EXERCISE DIRECTIONS:
Please quote the forum thread about a member's screen name change in full, word for word.

───── EXCERPT

# Why ???????



## kwflatbed (Dec 29, 2004)

We need some detective work here.

Why did npd_323 change his screen name ??

This thread should produce some good fun answers LOL


----------



## Gil (Jun 15, 1998)

He no longer works for National Parts Depot, the 323 was his cashier number.


----------



## Big.G (Nov 28, 2006)

My question isn't why, but how?


----------



## misconceived (Jun 18, 2006)

resqjyw0 said:


> My question isn't why, but how?


+1 ???


----------



## CJIS (Mar 12, 2005)

Do you really want to know?


----------



## Big.G (Nov 28, 2006)

Actually...yea.


----------



## Guest (May 1, 2008)

resqjyw0 said:


> Actually...yea.


I don't blame you; it must be a real pain in the ass to remember your screen name.


----------



## Big.G (Nov 28, 2006)

Delta784 said:


> I don't blame you; it must be a real pain in the ass to remember your screen name.


:L:

Bruce, you're absolutely right. I had to write it down when I first joined because it was totally random and a real pain in the ass to remember. After about a year and a half, I finally don't have to look at that piece of paper when I clear out all the cookies on my computer.


----------



## Deuce (Sep 27, 2003)

Wolfman said:


> I had to change my name *and* job because of a stalker...


The police are not stalkers....


----------



## Gil (Jun 15, 1998)

How is easy... just ask and you shall receive.


----------

──────────
───── DATA BLOCK

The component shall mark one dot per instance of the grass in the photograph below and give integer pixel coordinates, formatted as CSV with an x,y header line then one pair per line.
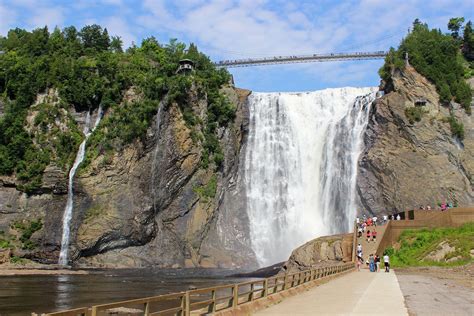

──────────

ANSWER TO THIS EXERCISE:
# Why ???????



## kwflatbed (Dec 29, 2004)

We need some detective work here.

Why did npd_323 change his screen name ??

This thread should produce some good fun answers LOL


----------



## Gil (Jun 15, 1998)

He no longer works for National Parts Depot, the 323 was his cashier number.


----------



## Big.G (Nov 28, 2006)

My question isn't why, but how?


----------



## misconceived (Jun 18, 2006)

resqjyw0 said:


> My question isn't why, but how?


+1 ???


----------



## CJIS (Mar 12, 2005)

Do you really want to know?


----------



## Big.G (Nov 28, 2006)

Actually...yea.


----------



## Guest (May 1, 2008)

resqjyw0 said:


> Actually...yea.


I don't blame you; it must be a real pain in the ass to remember your screen name.


----------



## Big.G (Nov 28, 2006)

Delta784 said:


> I don't blame you; it must be a real pain in the ass to remember your screen name.


:L:

Bruce, you're absolutely right. I had to write it down when I first joined because it was totally random and a real pain in the ass to remember. After about a year and a half, I finally don't have to look at that piece of paper when I clear out all the cookies on my computer.


----------



## Deuce (Sep 27, 2003)

Wolfman said:


> I had to change my name *and* job because of a stalker...


The police are not stalkers....


----------



## Gil (Jun 15, 1998)

How is easy... just ask and you shall receive.


----------